**ЗАДАНИЕ**
В отрывке о Киреевском и Герцене измените «превосходном» на «великолепном» и приведите часть текста, начиная со слов «Ну вот, наконец» и до слов «сделанном М. Гершензоном...».

**ФРАГМЕНТ ДОКУМЕНТА**
---*---

В.В. Розанов
И.В. Киреевский и Герцен

На главную

Произведения В.В. Розанова


К выходу 2-го издания Полного собрания сочинений И.В. Киреевского, в редакции М. Гершензона. 2 тома

Ну вот, наконец и лицо человека, о котором приходилось столько думать и которого любил уже давно — Ивана Васильевича Киреевского, в превосходном новом издании его сочинений, сделанном М. Гершензоном...

В очках, должно быть с круглыми стеклами и неуклюжих, в высоком воротнике сорочки, в более чем старомодном полукафтане, полусюртуке, с остриженными волосами, сидит "наш друг Иван Васильевич" в большом и удобном старинном кресле. Одна рука заложена за борт сюртука, другая не столько опирается на ручку кресла, сколько сжимает ее. Лицо поставлено прямо, упорно; подбородок чуть-чуть выдается вперед; над глазами большие надбровные дуги; череп — скорее коробочкой, без округлости, без шаровидности, как у "обыкновенных русских". Нет, — это лицо и голова вовсе не "необыкновенно русские"...

Взгляд пристальный. Губы маленького, красивого (хочется сказать — "хорошенького") рта сжаты. Все выражение — презрительное, негодующее. Но он молчит. Слушает и презирает говорящего.

И вот я дорисовываю в воображении: vis-a-vis сидит Герцен, с его широким русским лицом, добрым, мягким, с сочными полными губами, — и изливается в потоках речей, оспаривая "нашего Ивана Васильевича". Соловей сам себя заслушался. Талант весь масляный. Так и блестит:

Как некий чародей
Отселе править миром я могу...

— говорит у Пушкина миллионер-рыцарь, перед открытыми сундуками с сверкающим золотом. У Герцена "золото" было в его талантах, в его уже, наверное, округлой, шарообразной голове, "истинно — русской".

Что недоступно мне?..

мог спросить о себе, опять словами богатыря-рыцаря, Герцен; что не поддается очарованию моего слова, очарованию моей мысли... и... и будущего "полного собрания сочинений". Герцен был прирожденный сочинитель; сидевший против него и все молчавший Киреевский был явно не сочинитель.

---*---

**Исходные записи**
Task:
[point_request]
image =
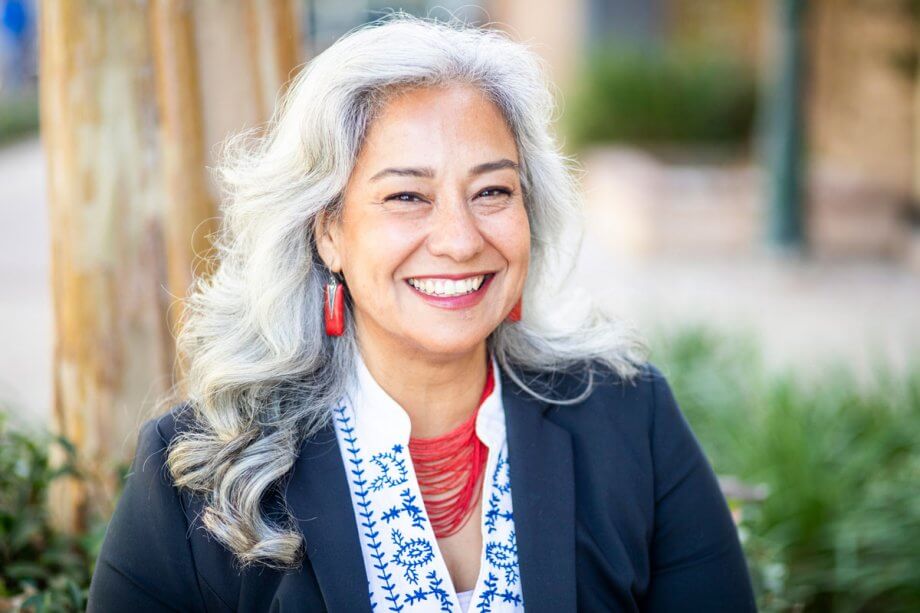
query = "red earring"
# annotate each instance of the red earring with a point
(334, 307)
(515, 314)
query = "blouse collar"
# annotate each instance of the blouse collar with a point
(377, 414)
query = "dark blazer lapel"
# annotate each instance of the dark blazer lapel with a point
(543, 500)
(320, 499)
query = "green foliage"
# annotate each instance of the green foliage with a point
(41, 568)
(837, 531)
(660, 97)
(18, 116)
(840, 527)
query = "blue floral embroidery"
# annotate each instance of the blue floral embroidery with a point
(392, 469)
(504, 556)
(501, 476)
(365, 513)
(501, 482)
(409, 545)
(408, 507)
(411, 554)
(492, 592)
(434, 589)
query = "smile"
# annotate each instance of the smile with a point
(443, 287)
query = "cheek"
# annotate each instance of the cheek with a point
(377, 248)
(510, 233)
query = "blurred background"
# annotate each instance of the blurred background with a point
(751, 179)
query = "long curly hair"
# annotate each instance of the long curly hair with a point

---*---

**РЕЗУЛЬТАТ ВЫПОЛНЕНИЯ**
Ну вот, наконец и лицо человека, о котором приходилось столько думать и которого любил уже давно — Ивана Васильевича Киреевского, в великолепном новом издании его сочинений, сделанном М. Гершензоном...